─── MATERIAL PROVIDED ───

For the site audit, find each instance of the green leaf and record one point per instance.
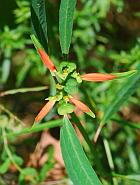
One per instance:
(28, 173)
(66, 14)
(39, 22)
(18, 159)
(71, 86)
(127, 89)
(124, 74)
(77, 164)
(36, 128)
(4, 166)
(65, 108)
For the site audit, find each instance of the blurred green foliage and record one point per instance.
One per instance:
(104, 40)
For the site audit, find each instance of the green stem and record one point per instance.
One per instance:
(11, 115)
(83, 132)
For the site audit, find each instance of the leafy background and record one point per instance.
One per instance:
(105, 39)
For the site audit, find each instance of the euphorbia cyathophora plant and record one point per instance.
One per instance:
(68, 80)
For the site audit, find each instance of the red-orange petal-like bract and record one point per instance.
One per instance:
(47, 61)
(97, 77)
(44, 111)
(82, 106)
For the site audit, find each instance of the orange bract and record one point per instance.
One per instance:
(97, 77)
(80, 105)
(47, 61)
(44, 111)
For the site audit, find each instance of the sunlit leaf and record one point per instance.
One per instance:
(77, 164)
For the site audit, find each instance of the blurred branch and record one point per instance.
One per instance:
(23, 90)
(11, 115)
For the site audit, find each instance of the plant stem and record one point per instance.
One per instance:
(83, 132)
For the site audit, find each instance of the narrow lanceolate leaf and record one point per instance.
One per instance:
(66, 14)
(97, 77)
(39, 22)
(44, 111)
(76, 162)
(126, 90)
(46, 59)
(81, 106)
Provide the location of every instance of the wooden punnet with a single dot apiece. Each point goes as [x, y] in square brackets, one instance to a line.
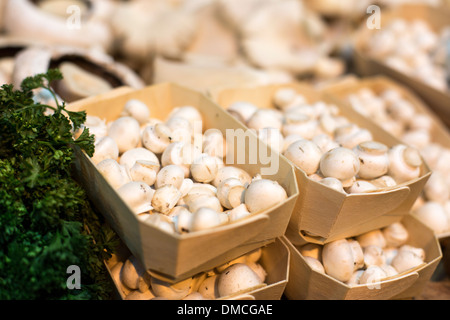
[307, 284]
[171, 256]
[322, 214]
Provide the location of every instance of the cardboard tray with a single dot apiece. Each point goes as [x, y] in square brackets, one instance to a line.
[307, 284]
[275, 259]
[322, 214]
[439, 132]
[364, 65]
[173, 257]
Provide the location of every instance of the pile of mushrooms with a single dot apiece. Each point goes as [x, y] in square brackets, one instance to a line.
[365, 259]
[397, 115]
[169, 179]
[235, 277]
[413, 48]
[326, 146]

───

# EXERCISE REQUIREMENTS:
Only this range is to be output: the line that contains "Provide the location of every instance of the pile" through the last line of the records above, both inclusive.

# EXPECTED ANSWER:
Provide the location of every instance of the pile of mushrooms with a single dot apiece. Each point goes as [x, y] in square brackets, one instance to a line.
[365, 259]
[397, 115]
[169, 179]
[235, 277]
[413, 48]
[326, 146]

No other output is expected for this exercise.